### What is required
Copy every one of the entries below word for word, without changing any line.

### Rows
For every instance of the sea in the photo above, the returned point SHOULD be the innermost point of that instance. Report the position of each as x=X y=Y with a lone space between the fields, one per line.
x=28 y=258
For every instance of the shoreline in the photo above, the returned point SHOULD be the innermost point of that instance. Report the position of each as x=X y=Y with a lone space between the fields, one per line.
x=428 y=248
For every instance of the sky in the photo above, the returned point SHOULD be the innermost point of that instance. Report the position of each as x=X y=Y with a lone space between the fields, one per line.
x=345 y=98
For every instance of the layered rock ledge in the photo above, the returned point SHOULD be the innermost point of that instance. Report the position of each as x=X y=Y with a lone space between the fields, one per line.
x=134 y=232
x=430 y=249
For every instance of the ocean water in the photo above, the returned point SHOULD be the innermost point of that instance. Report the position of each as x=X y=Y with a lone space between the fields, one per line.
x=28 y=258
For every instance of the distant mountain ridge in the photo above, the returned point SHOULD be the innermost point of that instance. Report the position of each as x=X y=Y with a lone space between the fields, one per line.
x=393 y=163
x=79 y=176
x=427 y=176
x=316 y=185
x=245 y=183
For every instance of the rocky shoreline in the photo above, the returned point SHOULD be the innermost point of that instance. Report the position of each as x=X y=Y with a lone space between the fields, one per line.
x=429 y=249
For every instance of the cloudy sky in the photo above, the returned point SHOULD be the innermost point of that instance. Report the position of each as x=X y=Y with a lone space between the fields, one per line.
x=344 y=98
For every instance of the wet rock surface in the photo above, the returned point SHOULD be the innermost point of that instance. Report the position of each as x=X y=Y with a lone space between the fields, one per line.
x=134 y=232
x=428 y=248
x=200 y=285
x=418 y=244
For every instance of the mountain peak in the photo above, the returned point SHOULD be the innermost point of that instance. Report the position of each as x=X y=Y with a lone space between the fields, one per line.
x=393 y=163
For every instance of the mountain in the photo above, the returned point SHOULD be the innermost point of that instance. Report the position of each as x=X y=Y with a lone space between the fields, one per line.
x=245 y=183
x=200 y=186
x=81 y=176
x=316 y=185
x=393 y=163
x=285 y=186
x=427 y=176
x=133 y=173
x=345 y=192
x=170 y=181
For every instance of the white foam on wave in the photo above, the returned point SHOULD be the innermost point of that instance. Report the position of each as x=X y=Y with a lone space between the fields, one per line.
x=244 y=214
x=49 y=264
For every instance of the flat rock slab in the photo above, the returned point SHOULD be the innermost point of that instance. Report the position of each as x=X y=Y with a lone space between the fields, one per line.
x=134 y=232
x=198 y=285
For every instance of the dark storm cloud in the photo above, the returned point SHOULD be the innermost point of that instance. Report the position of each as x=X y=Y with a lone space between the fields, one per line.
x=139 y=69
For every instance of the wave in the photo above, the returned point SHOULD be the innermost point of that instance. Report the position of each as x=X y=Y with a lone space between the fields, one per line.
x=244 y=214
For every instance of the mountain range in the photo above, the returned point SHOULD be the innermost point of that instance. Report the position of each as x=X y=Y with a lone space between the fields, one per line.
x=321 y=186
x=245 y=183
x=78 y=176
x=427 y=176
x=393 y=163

### Solution
For every instance of the sea in the photo above, the returned point SHOULD be the innermost point of that instance. Report the position of each as x=X y=Y with a lone space between the fields, one per line.
x=28 y=258
For every instance of the shoreline in the photo above, the returned point SHOULD be the innermost point of that instance. Report the position of each as x=X y=Y with a lone space between the fields, one per line.
x=428 y=248
For every instance of the sky in the photo above, the returned point SHOULD be the innermost point of that instance. Report the position of each as x=X y=Y with a lone space between the fields, one per line.
x=345 y=98
For every instance of the layered rock ledge in the photo above, the returned point SHOULD be the innermost point of that instance. Report the position of each as x=X y=Y with a lone space between the fields, one per line.
x=134 y=232
x=430 y=249
For every instance of the ocean water in the photo above, the returned point SHOULD be the innermost point of that instance. Report the position of each as x=X y=Y with a lone space between the fields, one per line.
x=28 y=258
For every instance of the distant mountain ridge in the photo above, the returned point SHOULD be the innermost point of that instance. Report the position of each as x=X y=Y with a lone space between the fields, one per line.
x=393 y=163
x=79 y=176
x=427 y=176
x=316 y=185
x=245 y=183
For every instance of the rocky shoreline in the photo above, the returned point SHOULD be the innermost point of that instance. Report the position of each as x=X y=Y with a lone space between the fields, one per line.
x=429 y=249
For every instance of the cloudy sky in the photo above, the returned point SHOULD be the innermost point of that instance. Report the position of each as x=X y=Y with a lone space between the fields, one per line.
x=344 y=98
For every instance of the wet rock surface in the photo above, the returned point SHOULD be the innermost point of that instance. Report the position of each as x=X y=Y with a lone space between the fields, one per line.
x=134 y=232
x=428 y=248
x=200 y=285
x=418 y=244
For every instance of the mountain peak in the photo above, the returned point SHOULD be the innermost point of that instance. Report the position of each as x=X y=Y with a lone space between the fields, one per line.
x=393 y=163
For every instance of the mountain in the photo above, the returned point SHOULD be the innermost point of that instance. Report the position of each as x=X y=Y with a lone space between the fields, one per line.
x=245 y=183
x=200 y=186
x=81 y=176
x=316 y=185
x=393 y=163
x=285 y=186
x=427 y=176
x=133 y=173
x=345 y=192
x=170 y=181
For every instance of the white foam on wave in the photo above, the returned point SHOULD be the innermost point of that instance. Report the position of each as x=X y=Y with a lone space between the fields, one per line.
x=244 y=214
x=49 y=264
For every instance of the flat rock slab in the photo above, the returned point SHOULD be the innermost point of that instance. Report the position of each as x=X y=Y with a lone space between the fields, one per line.
x=134 y=232
x=198 y=285
For every instance of the dark storm cloud in the photo above, the returned point SHOULD be the innermost point of that instance. Report the position of each as x=X y=Y with a lone space between the fields, one per line.
x=139 y=69
For every instance of the wave in the photo above, the returned point SHOULD be the innermost point of that instance. Report the position of each as x=X y=Y with a lone space between the fields, one per line.
x=244 y=214
For every instance of the mountain range in the photo above, the returned point SHOULD be the innermost point of that instance. Report the position of each as x=X y=Y with a lone space between the fields, one per line.
x=321 y=186
x=245 y=183
x=78 y=176
x=427 y=176
x=393 y=163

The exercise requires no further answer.